**Try it**
In the records below, find the line that contains "vegetation --coords pixels" and the line that contains "block --coords pixels". Set down exactly those lines and every line between them, and nothing more.

**Information**
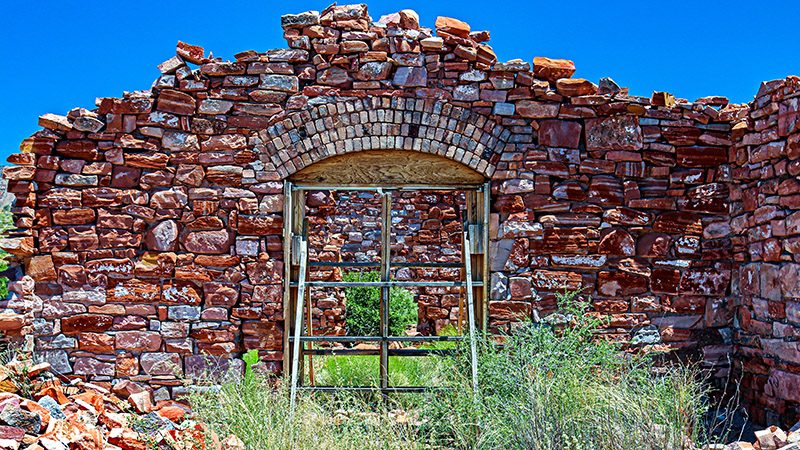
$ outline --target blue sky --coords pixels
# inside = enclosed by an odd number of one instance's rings
[[[344,2],[340,2],[344,3]],[[180,39],[223,58],[284,46],[281,14],[328,1],[6,0],[0,54],[0,158],[36,131],[37,117],[91,108],[95,97],[146,89]],[[373,0],[370,14],[416,10],[492,32],[501,60],[575,61],[576,77],[611,76],[633,94],[750,101],[763,80],[800,73],[800,2]]]

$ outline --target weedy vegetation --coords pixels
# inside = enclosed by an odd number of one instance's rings
[[[303,393],[290,414],[285,384],[252,369],[190,400],[198,420],[252,449],[655,450],[710,438],[708,391],[696,368],[660,367],[598,339],[601,319],[586,313],[577,294],[562,295],[560,306],[552,324],[523,323],[502,339],[480,338],[477,392],[463,343],[452,357],[396,368],[408,370],[409,381],[448,389],[388,404],[378,395]],[[348,364],[326,376],[374,382],[366,368],[355,369],[356,360]],[[403,420],[392,413],[398,409]]]

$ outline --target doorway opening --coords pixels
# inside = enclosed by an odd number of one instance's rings
[[[284,367],[293,398],[298,390],[436,388],[394,369],[401,359],[447,354],[486,328],[489,184],[474,172],[463,182],[458,163],[435,156],[409,180],[413,167],[374,153],[345,165],[331,158],[285,182]],[[416,152],[393,152],[389,162],[408,162],[407,153]],[[441,176],[425,176],[431,168]],[[402,322],[409,301],[413,323]],[[320,370],[336,357],[371,359],[377,373],[371,383],[336,382]]]

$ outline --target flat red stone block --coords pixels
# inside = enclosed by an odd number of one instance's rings
[[[435,27],[437,33],[452,34],[465,39],[469,38],[469,24],[452,17],[437,17]]]
[[[687,212],[667,212],[656,217],[653,231],[669,234],[703,234],[702,218]]]
[[[203,47],[187,44],[186,42],[178,41],[176,53],[192,64],[202,64],[205,60],[205,51]]]
[[[639,117],[619,115],[586,121],[587,150],[640,150]]]
[[[283,232],[283,218],[277,215],[239,216],[237,231],[242,235],[265,236]]]
[[[654,294],[677,294],[680,282],[681,272],[679,270],[653,268],[650,275],[650,291]]]
[[[729,270],[710,268],[687,270],[681,277],[680,291],[697,295],[725,295],[730,278]]]
[[[684,167],[717,167],[728,162],[725,147],[678,147],[676,154]]]
[[[101,314],[78,314],[61,319],[61,331],[65,334],[82,332],[101,333],[108,331],[113,325],[114,318]]]
[[[194,114],[195,107],[194,97],[185,92],[166,89],[161,91],[158,97],[157,108],[159,111],[189,115]]]
[[[583,127],[567,120],[543,120],[539,124],[539,145],[578,148]]]
[[[536,78],[555,82],[559,78],[569,78],[574,73],[575,63],[568,59],[533,58],[533,75]]]
[[[600,272],[597,292],[604,297],[619,297],[647,292],[647,278],[626,272]]]

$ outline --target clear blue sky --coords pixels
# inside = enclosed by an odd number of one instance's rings
[[[0,158],[37,117],[146,89],[180,39],[214,55],[283,47],[281,14],[327,1],[6,0],[0,55]],[[345,2],[340,2],[345,3]],[[800,73],[800,1],[373,0],[370,14],[416,10],[492,32],[501,60],[575,61],[575,76],[611,76],[633,94],[750,101],[762,80]]]

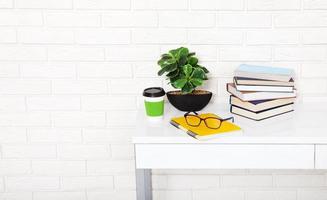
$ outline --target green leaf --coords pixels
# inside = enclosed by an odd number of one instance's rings
[[[166,67],[168,65],[172,65],[175,64],[176,60],[175,59],[168,59],[168,60],[164,60],[161,64],[161,67]]]
[[[178,56],[178,52],[179,52],[179,49],[180,49],[180,48],[178,48],[178,49],[172,49],[172,50],[169,51],[169,54],[170,54],[171,56],[173,56],[174,58],[177,58],[177,56]]]
[[[162,54],[161,55],[161,58],[160,58],[160,60],[158,60],[158,65],[163,65],[166,61],[170,61],[170,62],[176,62],[176,60],[174,59],[174,57],[172,57],[170,54],[167,54],[167,53],[165,53],[165,54]]]
[[[187,63],[187,57],[182,57],[182,58],[179,58],[178,60],[178,66],[184,66],[185,64]]]
[[[179,66],[183,66],[187,62],[188,49],[185,47],[179,48],[177,62]]]
[[[196,64],[198,64],[198,59],[196,57],[189,57],[188,64],[195,66]]]
[[[190,64],[184,65],[182,69],[186,77],[189,77],[193,71],[193,67]]]
[[[175,71],[177,69],[177,65],[176,63],[170,64],[170,65],[164,65],[164,67],[162,67],[159,71],[158,71],[158,75],[161,76],[162,74],[164,74],[165,72],[172,72]]]
[[[187,55],[187,57],[191,57],[191,56],[194,56],[194,55],[195,55],[194,52],[190,52],[190,53]]]
[[[199,79],[199,78],[192,78],[192,79],[190,80],[190,82],[191,82],[195,87],[197,87],[197,86],[202,85],[203,80],[202,80],[202,79]]]
[[[204,73],[209,73],[209,70],[205,67],[202,67],[202,70],[204,71]]]
[[[174,88],[176,88],[176,87],[175,87],[172,83],[174,83],[175,81],[177,81],[177,80],[179,80],[179,79],[186,79],[186,77],[185,77],[184,75],[181,75],[182,73],[181,73],[180,71],[181,71],[181,70],[179,70],[179,73],[178,73],[177,76],[169,78],[169,81],[170,81],[171,85],[172,85]]]
[[[201,68],[195,68],[193,70],[193,73],[191,75],[192,78],[198,78],[198,79],[204,79],[205,78],[205,73],[203,69]]]
[[[178,52],[179,58],[187,57],[188,53],[188,48],[181,47]]]
[[[166,72],[166,68],[161,68],[161,69],[158,71],[158,76],[163,75],[165,72]]]
[[[175,76],[175,77],[169,78],[169,81],[170,81],[170,83],[173,83],[173,82],[175,82],[178,79],[179,79],[179,76]]]
[[[175,71],[177,69],[177,65],[176,65],[176,63],[173,63],[171,65],[167,65],[165,68],[166,68],[167,72],[172,72],[172,71]]]
[[[175,82],[173,82],[172,84],[176,87],[176,88],[183,88],[184,85],[186,84],[187,80],[185,78],[183,79],[178,79]]]
[[[195,89],[195,87],[190,83],[187,82],[184,87],[182,88],[182,93],[183,94],[189,94],[191,93],[193,90]]]
[[[172,58],[172,57],[168,53],[164,53],[164,54],[161,55],[161,59],[170,59],[170,58]]]
[[[161,58],[160,60],[158,60],[157,64],[161,67],[167,60],[167,58]]]
[[[197,65],[197,67],[201,68],[204,71],[204,73],[209,73],[209,70],[207,68],[205,68],[201,65]]]
[[[166,76],[168,78],[174,78],[174,77],[176,77],[178,75],[178,73],[179,73],[179,69],[176,69],[174,71],[169,72]]]

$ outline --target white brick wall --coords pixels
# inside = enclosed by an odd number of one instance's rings
[[[17,8],[45,8],[45,9],[71,9],[71,0],[17,0],[15,1]]]
[[[327,99],[326,0],[0,0],[0,200],[135,200],[140,94],[187,46],[227,101],[240,63]],[[124,119],[124,120],[122,120]],[[154,170],[154,200],[326,200],[324,170]]]

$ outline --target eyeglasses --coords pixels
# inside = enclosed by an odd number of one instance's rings
[[[194,113],[194,114],[191,114]],[[193,126],[193,127],[198,127],[200,126],[201,122],[204,121],[204,124],[206,127],[210,129],[219,129],[221,127],[221,124],[224,121],[231,120],[234,122],[234,117],[229,117],[229,118],[219,118],[219,117],[205,117],[201,118],[198,113],[196,112],[187,112],[184,114],[185,121],[188,125]]]

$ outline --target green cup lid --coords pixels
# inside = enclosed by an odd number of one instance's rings
[[[145,97],[162,97],[165,94],[165,90],[161,87],[150,87],[143,91],[143,96]]]

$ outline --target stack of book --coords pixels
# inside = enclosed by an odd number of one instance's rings
[[[294,110],[294,71],[288,68],[240,65],[233,83],[231,112],[253,120],[263,120]]]

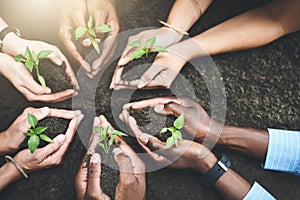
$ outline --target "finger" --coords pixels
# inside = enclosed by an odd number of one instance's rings
[[[157,74],[161,73],[166,67],[162,64],[154,63],[147,69],[147,71],[141,76],[141,80],[138,83],[138,88],[143,88],[149,84]]]
[[[53,139],[54,142],[49,143],[47,146],[37,149],[34,151],[33,154],[35,154],[35,156],[37,158],[39,158],[41,160],[41,165],[42,167],[46,167],[46,166],[52,166],[55,163],[53,162],[54,160],[49,160],[48,158],[55,153],[56,151],[58,151],[58,149],[64,144],[64,142],[66,141],[66,137],[63,134],[60,134],[58,136],[56,136]],[[50,162],[51,161],[51,162]]]
[[[100,126],[100,120],[98,117],[94,118],[93,126]],[[90,137],[87,154],[94,154],[99,142],[100,142],[99,135],[96,131],[93,130],[93,133]]]
[[[43,102],[50,102],[50,103],[56,103],[59,101],[63,101],[66,99],[71,98],[73,95],[76,95],[76,91],[73,89],[68,89],[63,92],[58,92],[55,94],[45,94],[45,95],[35,95],[32,93],[28,93],[28,90],[26,91],[25,88],[23,88],[25,92],[25,96],[28,99],[28,101],[43,101]],[[27,93],[26,93],[27,92]]]
[[[79,116],[80,114],[81,114],[80,110],[72,111],[72,110],[51,108],[48,116],[64,118],[64,119],[73,119]]]
[[[174,115],[175,117],[178,117],[183,112],[182,106],[174,102],[170,102],[164,105],[157,105],[154,107],[154,111],[159,114]]]
[[[63,54],[60,55],[60,56],[61,56],[61,59],[63,60],[63,62],[66,64],[66,74],[70,78],[71,84],[74,86],[74,88],[76,90],[79,90],[80,89],[79,84],[77,82],[74,71],[73,71],[69,61],[67,60],[67,58]]]
[[[27,79],[26,84],[22,86],[35,95],[51,93],[51,89],[49,87],[41,86],[32,78],[32,76],[30,76],[30,78]]]
[[[129,156],[127,156],[122,149],[115,148],[113,150],[114,158],[119,166],[120,181],[122,182],[134,182],[136,178],[134,176],[133,167]]]
[[[100,32],[97,27],[101,24],[105,24],[106,16],[104,16],[103,12],[93,12],[94,17],[94,29],[96,31],[97,36],[99,36],[101,39],[103,39],[103,33]]]
[[[124,66],[118,65],[115,68],[115,71],[114,71],[114,74],[112,77],[112,81],[109,86],[110,89],[114,89],[118,85],[118,83],[121,81],[123,71],[124,71]]]
[[[128,43],[121,55],[120,60],[118,61],[118,65],[127,65],[131,61],[131,56],[134,53],[134,51],[137,49],[137,47],[129,46],[131,41],[128,40]]]
[[[86,162],[83,161],[79,167],[77,175],[75,177],[75,188],[76,188],[76,196],[77,199],[84,199],[87,189],[87,176],[88,170],[86,166]]]
[[[71,120],[71,122],[69,123],[69,127],[65,133],[66,140],[65,140],[64,144],[55,153],[53,153],[51,156],[49,156],[47,158],[47,160],[49,160],[49,162],[51,160],[56,163],[60,163],[62,161],[63,156],[66,153],[70,143],[72,142],[73,137],[76,133],[77,127],[80,124],[82,119],[83,119],[83,115],[80,114],[78,117],[75,117],[74,119]]]
[[[103,193],[100,187],[101,157],[98,153],[92,155],[88,170],[87,197],[89,199],[98,199],[100,194]]]
[[[131,108],[135,110],[147,108],[147,107],[152,108],[158,105],[165,105],[170,102],[180,104],[180,99],[176,97],[158,97],[154,99],[142,100],[142,101],[131,103]]]

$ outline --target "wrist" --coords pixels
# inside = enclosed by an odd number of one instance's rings
[[[20,50],[20,44],[23,44],[23,39],[20,38],[13,32],[8,33],[3,39],[2,52],[10,56],[17,56],[18,54],[23,54]]]
[[[204,146],[200,148],[200,151],[203,151],[203,149]],[[203,152],[201,152],[200,158],[198,157],[198,159],[195,159],[194,170],[199,174],[207,173],[218,162],[218,158],[213,153],[211,153],[208,149],[206,149],[206,147],[205,147],[205,151],[206,152],[204,154]]]
[[[20,178],[22,178],[22,175],[18,169],[10,162],[5,163],[0,168],[0,191]]]
[[[10,138],[8,131],[4,131],[0,134],[0,141],[2,143],[0,147],[0,154],[13,153],[18,149],[18,146],[15,145],[14,140]]]
[[[162,26],[162,27],[160,27],[160,29],[162,31],[169,31],[168,36],[170,36],[172,38],[172,41],[173,41],[171,43],[171,45],[174,44],[174,43],[179,42],[183,38],[183,34],[182,33],[179,33],[178,31],[176,31],[176,30],[174,30],[172,28],[169,28],[169,27],[166,27],[166,26]]]

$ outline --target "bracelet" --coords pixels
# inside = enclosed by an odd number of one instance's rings
[[[188,32],[183,31],[183,30],[181,30],[181,29],[179,29],[179,28],[177,28],[177,27],[175,27],[175,26],[172,26],[171,24],[168,24],[167,22],[164,22],[164,21],[159,20],[159,19],[157,19],[157,21],[158,21],[159,23],[161,23],[162,25],[164,25],[164,26],[166,26],[166,27],[168,27],[168,28],[170,28],[170,29],[173,29],[174,31],[176,31],[176,32],[178,32],[178,33],[181,33],[181,34],[187,35],[187,36],[190,35]]]
[[[24,178],[28,178],[28,175],[25,173],[25,171],[23,170],[23,168],[17,163],[17,161],[15,161],[15,159],[13,159],[9,155],[6,155],[5,156],[5,160],[6,160],[6,162],[11,162],[12,164],[14,164],[14,166],[24,176]]]
[[[202,186],[213,185],[225,172],[228,171],[228,168],[231,165],[230,160],[227,156],[221,154],[218,156],[218,162],[211,168],[206,174],[198,177],[198,182]]]
[[[4,40],[5,36],[7,34],[9,34],[10,32],[15,33],[18,37],[21,36],[20,30],[17,29],[15,26],[7,26],[4,29],[2,29],[2,31],[0,32],[0,51],[2,51],[3,40]]]

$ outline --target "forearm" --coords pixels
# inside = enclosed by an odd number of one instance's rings
[[[14,152],[17,149],[11,145],[12,140],[9,139],[6,131],[0,133],[0,141],[0,155]]]
[[[269,134],[267,130],[225,125],[218,140],[218,145],[240,151],[260,161],[264,161],[268,142]]]
[[[0,191],[12,182],[21,178],[20,172],[12,163],[6,163],[0,168]]]
[[[176,0],[167,20],[168,24],[188,31],[209,7],[212,0]]]

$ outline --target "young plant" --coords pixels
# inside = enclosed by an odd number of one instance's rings
[[[131,56],[131,60],[138,59],[143,57],[144,55],[146,58],[148,57],[149,53],[167,53],[167,49],[162,46],[154,47],[154,44],[156,42],[156,37],[152,37],[148,40],[146,40],[145,44],[142,45],[141,41],[136,40],[131,43],[129,43],[129,46],[137,47],[137,49],[133,52]]]
[[[167,131],[170,131],[172,134],[166,141],[165,149],[168,149],[168,148],[172,147],[173,145],[175,145],[177,147],[178,141],[182,140],[182,134],[180,132],[180,129],[182,129],[184,126],[184,114],[180,115],[174,121],[173,125],[174,125],[173,127],[169,127],[169,128],[165,127],[160,131],[160,134],[166,133]]]
[[[36,54],[34,51],[31,51],[28,47],[26,47],[25,56],[19,54],[15,57],[15,61],[25,63],[26,68],[32,73],[33,68],[36,70],[37,78],[40,84],[43,87],[46,87],[46,82],[44,77],[40,74],[39,71],[39,60],[42,58],[47,58],[52,51],[43,50]]]
[[[127,136],[121,131],[113,130],[109,135],[107,134],[109,126],[105,129],[102,129],[100,126],[94,126],[93,130],[99,134],[99,147],[101,147],[106,154],[108,154],[111,145],[114,143],[116,136]]]
[[[101,25],[97,26],[96,29],[98,31],[100,31],[101,33],[108,33],[111,31],[111,28],[106,24],[101,24]],[[75,30],[75,32],[74,32],[75,39],[78,40],[78,39],[82,38],[86,33],[88,33],[94,49],[97,51],[98,54],[100,54],[100,49],[99,49],[98,43],[96,41],[97,36],[96,36],[95,29],[94,29],[94,19],[92,16],[89,16],[87,28],[80,26]]]
[[[30,113],[28,113],[28,123],[31,128],[29,128],[28,132],[24,134],[29,137],[27,145],[31,153],[33,153],[39,146],[40,139],[49,143],[53,142],[51,138],[43,133],[47,130],[47,127],[37,127],[38,120],[34,115]]]

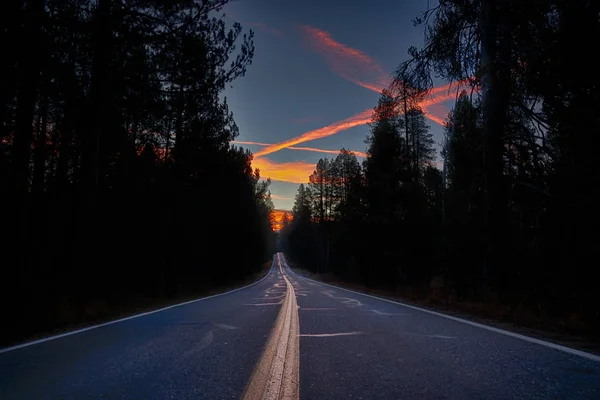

**Answer to this exercise**
$ outline --target weedy vegetation --coords pixels
# inside = enclosed by an odd number of one instance's rings
[[[303,393],[290,414],[285,384],[252,369],[190,400],[198,420],[252,449],[655,450],[710,438],[708,391],[696,368],[660,367],[598,339],[601,319],[586,313],[577,294],[562,295],[560,306],[552,324],[523,323],[502,339],[480,338],[477,392],[463,343],[452,357],[396,368],[408,370],[409,381],[448,389],[388,404],[378,395]],[[348,364],[326,376],[374,382],[366,368],[355,369],[356,360]],[[403,420],[392,413],[398,409]]]

$ outline --target doorway opening --coords pixels
# inside = enclosed by an odd number of one instance's rings
[[[284,367],[293,398],[298,390],[436,388],[394,369],[401,359],[447,354],[486,328],[489,184],[474,172],[463,182],[458,163],[435,156],[409,180],[413,167],[374,153],[345,165],[331,158],[285,182]],[[416,152],[393,152],[389,162],[408,162],[407,153]],[[441,176],[425,176],[431,168]],[[402,322],[409,301],[413,323]],[[320,370],[336,357],[371,359],[377,373],[371,383],[336,382]]]

$ outline --target flat red stone block --coords pixels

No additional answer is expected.